Architect and academician Rupali Gupte, in a paper by her, Rahul Mehrotra, and Prasad Shetty, notes that, instead of viewing Indian architecture through a simple global-versus-local lens, a deeper analysis reveals multiple, fluid identities that continuously evolve. Contemporary Indian architecture negotiates complex cultural terrain, creating simultaneous overlapping identities. This approach, showcasing changes in societal aspirations, offers a crisp understanding of the relationship between architecture and Indian identity, rather than reducing it to purely “global” or “local” categories. Embracing this pluralistic view captures India’s true architectural identity.

While Aneesha Dharwadker, architect and Founder of Chicago Design Office, says,

“I think contemporary Indian architects are participating in the creation of a ‘warm’ modernism that engages India’s long cultural history without falling into a trap of mimicry. We see quotidian elements like the verandah, jaali, window, stair, and courtyard being re-articulated in new construction projects, for instance. But, Indianness in architecture has been a collage of movements like Dravidian, Islamic, Colonial, Post-Independence Modernism, etc. None of them can be ignored in the longer lineage of Indian architectural identity.”

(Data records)
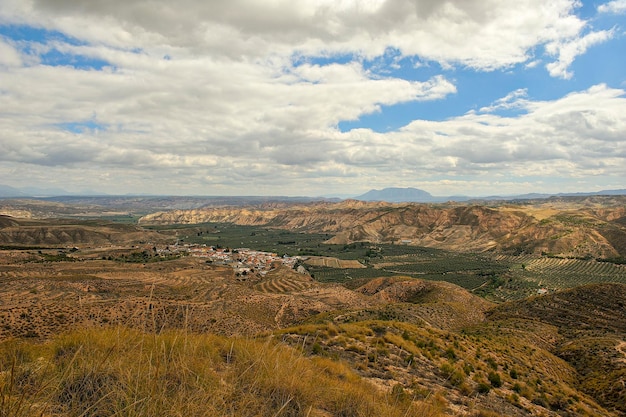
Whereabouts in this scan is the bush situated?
[487,372,502,388]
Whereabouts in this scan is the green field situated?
[143,223,626,301]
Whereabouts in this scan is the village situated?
[157,244,306,277]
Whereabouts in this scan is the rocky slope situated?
[140,197,626,257]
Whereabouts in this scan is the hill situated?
[0,244,626,417]
[488,284,626,415]
[139,196,626,258]
[354,188,436,203]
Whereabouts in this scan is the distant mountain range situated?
[0,184,626,205]
[353,187,626,203]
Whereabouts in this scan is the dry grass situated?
[0,327,443,417]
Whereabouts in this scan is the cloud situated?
[480,88,528,113]
[598,0,626,14]
[0,0,596,70]
[546,29,615,79]
[0,0,626,194]
[0,37,22,68]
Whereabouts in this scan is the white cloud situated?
[480,88,528,113]
[546,30,614,79]
[0,37,22,68]
[598,0,626,14]
[0,0,626,195]
[0,0,596,70]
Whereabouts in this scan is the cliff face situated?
[140,201,626,257]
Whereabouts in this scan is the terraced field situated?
[254,277,313,294]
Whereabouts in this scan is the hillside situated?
[488,284,626,415]
[139,196,626,258]
[0,213,626,417]
[0,215,167,247]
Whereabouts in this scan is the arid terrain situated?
[0,197,626,416]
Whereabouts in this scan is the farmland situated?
[144,223,626,301]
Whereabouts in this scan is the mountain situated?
[0,184,26,198]
[139,196,626,258]
[352,187,626,203]
[354,188,445,203]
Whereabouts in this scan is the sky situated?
[0,0,626,196]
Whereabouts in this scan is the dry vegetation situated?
[0,199,626,417]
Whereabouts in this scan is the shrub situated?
[487,372,502,388]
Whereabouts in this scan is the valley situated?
[0,197,626,417]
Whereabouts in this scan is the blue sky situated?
[0,0,626,196]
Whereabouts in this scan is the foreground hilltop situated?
[139,196,626,258]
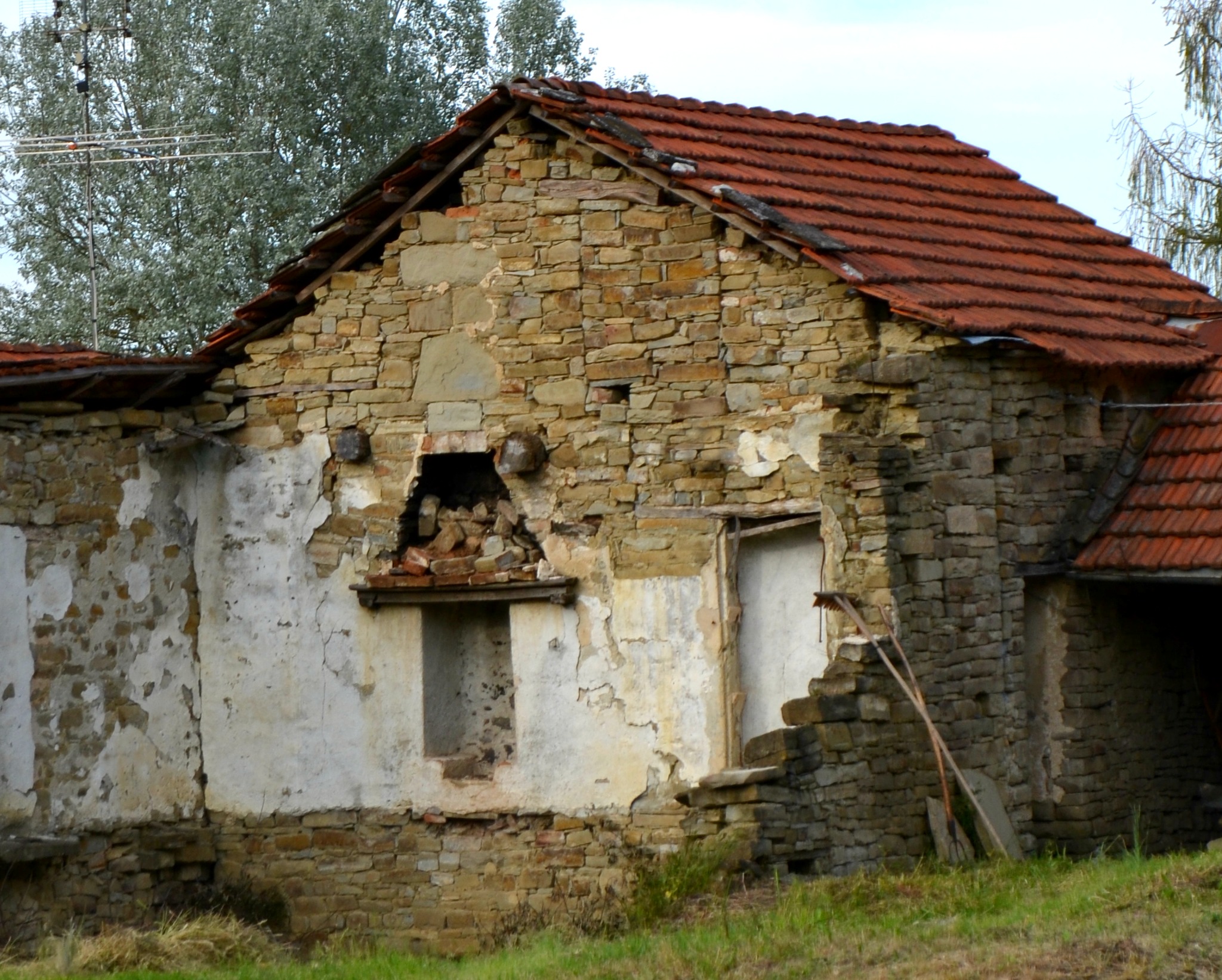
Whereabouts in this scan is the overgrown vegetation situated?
[626,840,730,929]
[0,851,1222,980]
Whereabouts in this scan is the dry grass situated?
[8,915,279,976]
[0,854,1222,980]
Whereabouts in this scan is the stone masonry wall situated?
[216,804,684,953]
[0,821,216,952]
[0,406,203,832]
[1027,578,1222,854]
[683,636,940,875]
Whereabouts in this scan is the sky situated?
[0,0,1183,281]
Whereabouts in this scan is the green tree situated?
[1121,0,1222,292]
[0,0,601,352]
[492,0,596,78]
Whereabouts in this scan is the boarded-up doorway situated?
[738,523,827,742]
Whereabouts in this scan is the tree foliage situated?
[0,0,601,352]
[1121,0,1222,291]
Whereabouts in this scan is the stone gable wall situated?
[0,120,1204,950]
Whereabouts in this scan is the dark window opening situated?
[422,602,517,780]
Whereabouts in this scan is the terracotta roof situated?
[0,344,223,406]
[211,79,1222,368]
[1073,324,1222,573]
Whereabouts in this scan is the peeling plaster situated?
[0,525,35,827]
[119,452,161,528]
[197,436,724,814]
[29,564,72,622]
[789,412,836,473]
[124,561,153,602]
[15,453,203,832]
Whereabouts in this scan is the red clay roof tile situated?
[200,78,1222,370]
[1073,358,1222,573]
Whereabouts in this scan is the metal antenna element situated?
[7,0,268,350]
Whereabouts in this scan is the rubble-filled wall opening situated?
[396,452,542,585]
[1023,578,1222,853]
[423,602,517,778]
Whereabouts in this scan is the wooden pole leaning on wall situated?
[815,593,1010,857]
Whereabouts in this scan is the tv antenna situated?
[11,0,266,350]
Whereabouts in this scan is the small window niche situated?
[422,602,517,780]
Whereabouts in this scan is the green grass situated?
[10,854,1222,980]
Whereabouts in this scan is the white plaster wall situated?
[197,436,724,814]
[196,435,415,812]
[0,525,34,827]
[738,524,827,740]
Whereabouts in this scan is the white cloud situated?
[0,0,1181,292]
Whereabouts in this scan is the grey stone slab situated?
[963,769,1023,860]
[701,766,785,789]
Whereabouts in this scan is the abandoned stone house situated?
[0,79,1222,950]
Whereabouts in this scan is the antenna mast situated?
[11,0,268,350]
[49,0,132,351]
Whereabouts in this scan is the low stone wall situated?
[214,804,687,953]
[0,823,216,951]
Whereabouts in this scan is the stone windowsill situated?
[351,576,577,608]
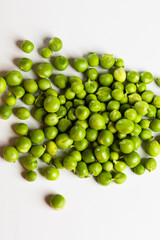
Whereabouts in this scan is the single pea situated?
[84,79,98,93]
[86,128,98,142]
[113,68,126,82]
[127,71,140,83]
[18,58,33,72]
[71,81,84,94]
[144,158,157,172]
[146,104,158,117]
[41,48,52,58]
[30,145,45,158]
[145,139,160,157]
[136,82,147,93]
[69,150,82,162]
[128,93,142,105]
[33,108,47,123]
[107,100,120,112]
[117,139,134,154]
[23,79,38,95]
[133,164,145,175]
[15,136,32,153]
[114,58,124,67]
[73,58,88,72]
[53,157,63,169]
[102,161,114,172]
[14,107,30,120]
[36,62,53,78]
[134,101,149,115]
[113,172,127,184]
[22,156,38,170]
[125,83,137,94]
[5,70,23,87]
[94,146,109,163]
[56,133,73,150]
[109,110,122,122]
[0,77,7,93]
[3,146,19,162]
[82,149,96,163]
[57,117,72,132]
[100,53,115,69]
[15,123,29,136]
[74,138,88,152]
[21,40,34,53]
[88,162,102,177]
[141,72,153,84]
[48,37,63,52]
[89,113,105,130]
[76,162,89,178]
[43,167,59,181]
[75,120,89,129]
[54,56,69,71]
[41,152,52,164]
[124,151,141,168]
[63,155,77,172]
[114,161,126,172]
[50,194,66,211]
[86,68,98,80]
[5,93,17,107]
[25,170,37,182]
[44,95,60,113]
[96,87,112,102]
[97,171,112,186]
[22,93,35,105]
[116,119,134,134]
[87,52,99,67]
[109,152,119,162]
[130,136,141,151]
[46,141,58,156]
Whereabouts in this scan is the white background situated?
[0,0,160,240]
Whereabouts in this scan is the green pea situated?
[18,58,33,72]
[21,40,34,53]
[46,141,58,156]
[36,62,53,78]
[50,194,66,211]
[133,164,145,175]
[73,58,88,72]
[0,105,12,119]
[76,162,89,178]
[15,123,29,136]
[0,77,7,93]
[141,72,153,84]
[48,37,63,52]
[88,53,99,67]
[41,48,52,58]
[144,158,157,172]
[97,171,112,186]
[5,70,23,86]
[124,151,141,168]
[25,170,37,182]
[145,139,160,157]
[43,167,59,181]
[15,137,32,153]
[88,162,102,177]
[56,133,72,150]
[113,172,127,184]
[3,146,19,162]
[22,156,38,170]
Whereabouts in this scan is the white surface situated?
[0,0,160,240]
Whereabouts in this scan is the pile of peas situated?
[0,37,160,210]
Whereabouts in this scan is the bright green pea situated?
[3,146,19,162]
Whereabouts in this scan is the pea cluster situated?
[0,38,160,209]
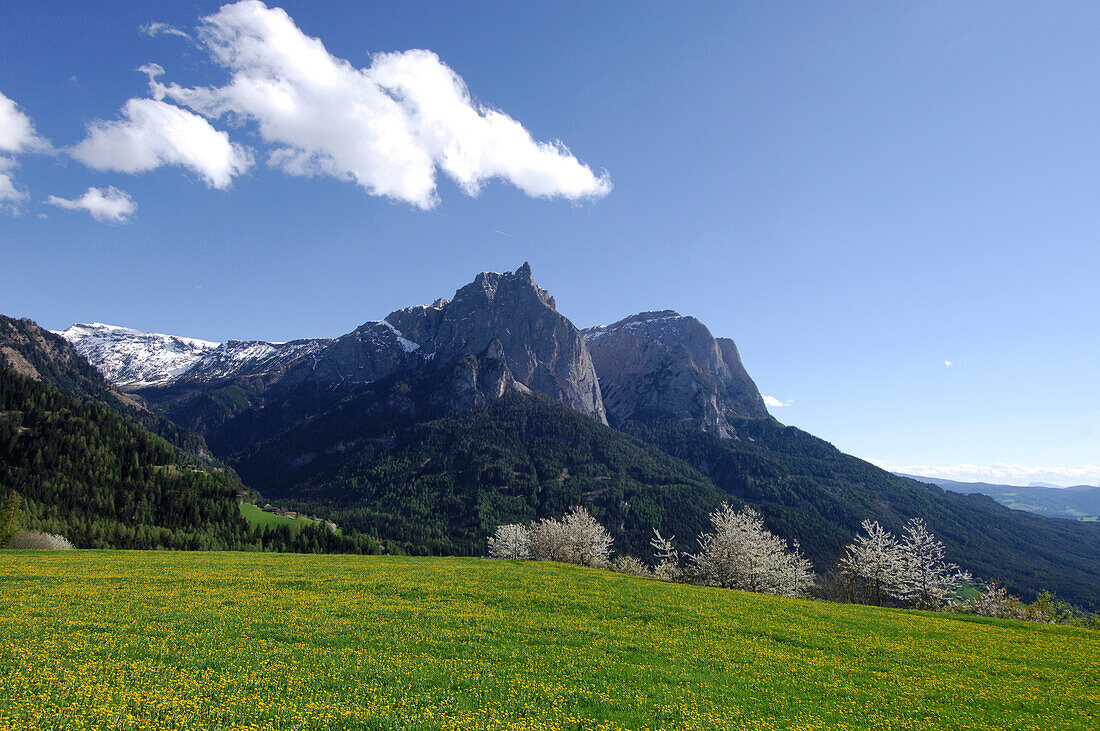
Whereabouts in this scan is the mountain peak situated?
[386,262,606,422]
[583,310,768,438]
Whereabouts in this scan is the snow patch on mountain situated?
[55,322,221,388]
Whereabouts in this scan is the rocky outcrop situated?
[583,310,768,438]
[386,263,607,423]
[55,322,220,388]
[63,264,607,428]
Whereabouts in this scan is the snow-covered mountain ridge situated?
[55,322,221,388]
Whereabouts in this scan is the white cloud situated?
[139,23,191,41]
[70,95,252,188]
[46,186,138,223]
[0,155,28,206]
[0,87,50,213]
[0,92,50,154]
[870,459,1100,485]
[150,0,612,209]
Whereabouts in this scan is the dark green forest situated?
[234,391,723,557]
[623,418,1100,610]
[0,368,377,553]
[0,314,217,464]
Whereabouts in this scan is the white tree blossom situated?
[899,518,971,609]
[488,523,531,561]
[530,506,614,567]
[612,556,653,576]
[691,502,814,597]
[837,520,909,606]
[649,528,682,582]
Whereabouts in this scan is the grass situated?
[241,502,314,528]
[0,551,1100,731]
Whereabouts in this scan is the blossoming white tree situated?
[649,528,681,582]
[691,502,814,597]
[530,506,614,566]
[900,518,971,609]
[488,523,531,561]
[838,518,970,609]
[837,520,908,606]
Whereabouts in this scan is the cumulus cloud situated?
[0,92,50,207]
[46,186,138,223]
[150,0,612,209]
[70,94,252,188]
[875,462,1100,485]
[0,92,50,154]
[0,155,28,206]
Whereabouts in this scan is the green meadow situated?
[0,551,1100,731]
[240,502,314,528]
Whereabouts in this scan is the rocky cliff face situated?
[59,264,607,427]
[386,264,607,423]
[583,310,768,438]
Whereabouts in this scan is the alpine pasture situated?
[0,551,1100,731]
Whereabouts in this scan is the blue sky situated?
[0,0,1100,484]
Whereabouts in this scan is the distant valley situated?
[0,264,1100,607]
[898,473,1100,521]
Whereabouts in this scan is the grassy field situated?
[0,551,1100,731]
[240,502,314,528]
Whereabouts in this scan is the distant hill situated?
[898,473,1100,521]
[0,315,376,552]
[0,368,252,550]
[53,264,1100,608]
[0,314,216,464]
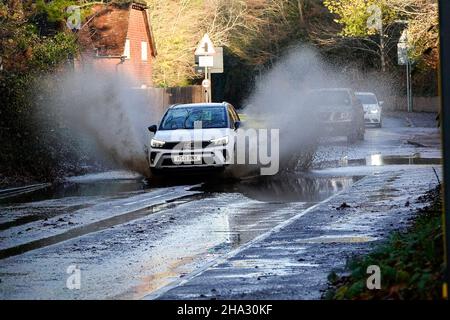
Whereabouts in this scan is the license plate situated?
[172,154,202,163]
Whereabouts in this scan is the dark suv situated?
[308,88,365,143]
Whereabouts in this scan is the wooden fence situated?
[379,96,440,112]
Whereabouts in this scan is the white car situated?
[355,92,383,128]
[148,102,240,174]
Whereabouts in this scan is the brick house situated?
[75,2,156,88]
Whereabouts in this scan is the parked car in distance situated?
[307,88,365,143]
[148,102,240,174]
[355,92,383,128]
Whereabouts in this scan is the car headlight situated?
[209,137,228,146]
[340,112,352,120]
[150,139,166,148]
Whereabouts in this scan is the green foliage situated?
[324,189,443,300]
[323,0,396,37]
[36,0,78,23]
[0,4,77,180]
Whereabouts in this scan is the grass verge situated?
[324,188,444,300]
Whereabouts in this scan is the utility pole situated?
[380,19,386,72]
[439,0,450,299]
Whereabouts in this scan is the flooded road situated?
[0,113,440,299]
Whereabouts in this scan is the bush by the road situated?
[324,188,444,300]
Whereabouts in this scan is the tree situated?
[324,0,396,71]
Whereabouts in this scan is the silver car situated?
[355,92,383,128]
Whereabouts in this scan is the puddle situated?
[0,194,203,260]
[295,236,377,243]
[317,153,442,168]
[0,178,149,204]
[200,173,362,203]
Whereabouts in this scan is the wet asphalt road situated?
[0,114,440,299]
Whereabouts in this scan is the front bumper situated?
[321,120,353,136]
[149,146,233,170]
[364,112,381,124]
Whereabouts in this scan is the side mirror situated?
[148,124,158,133]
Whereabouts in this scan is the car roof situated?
[169,102,228,109]
[311,88,353,91]
[355,91,376,96]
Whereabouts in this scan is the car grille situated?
[162,141,211,150]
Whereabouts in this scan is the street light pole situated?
[439,0,450,299]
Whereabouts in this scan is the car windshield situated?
[356,94,377,104]
[159,107,228,130]
[308,90,351,106]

_Exercise tasks_:
**A.** How would you restate the paragraph beginning "Architect and academician Rupali Gupte" from the passage on Indian architectural identity as a brief list that keeps its main facts?
**B.** According to the passage on Indian architectural identity, why does the paper reject reducing Indian architecture to purely "global" or "local" categories? Answer in one to three sentences.
**C.** Proceed with the passage on Indian architectural identity from where it ends.
The data records are separate from the passage on Indian architectural identity.

_Answers to each task_:
**A.**
- Rupali Gupte, in a paper with Rahul Mehrotra and Prasad Shetty, argues against viewing Indian architecture through a simple global-versus-local lens.
- A deeper analysis reveals multiple, fluid identities that continuously evolve.
- Contemporary Indian architecture negotiates complex cultural terrain and creates simultaneous overlapping identities.
- This approach reflects changes in societal aspirations and clarifies the link between architecture and Indian identity.
- A pluralistic view captures India's true architectural identity.

**B.** A deeper analysis shows that Indian architecture holds multiple, fluid identities that continuously evolve and overlap as it negotiates complex cultural terrain. Because of this, only a pluralistic view captures India's true architectural identity.

**C.**
Aneesha’s perception of Indianness is of a collage of India’s rich history, and she hopes that a sensitivity to the human scale defines future Indian architecture.

In my research and conversations with numerous architects, examining perspectives from the past century, it is evident that architecture in India encompasses diverse and equally significant traits and that Indian architecture essentially reflects the nation’s cultural diversity. It is by default self-reliant, always responding to its context and climate. Indianness manifests in myriad ways: whether as a collage of its history, a definition through its characteristics (lakshanas) rather than a single aesthetic, a productive tension between global and local paradigms, or as a symbol of freedom from colonial constraints.

Acceptance of this Indianness then throws light on the practice of architectural propaganda through immoral intent for political gain. That urgent subtext is gradually becoming crystal-clear. The objectives behind the modern structures require further questioning.

The critical question may not be about defining Indianness, but about its future trajectory and what it should NOT evolve into.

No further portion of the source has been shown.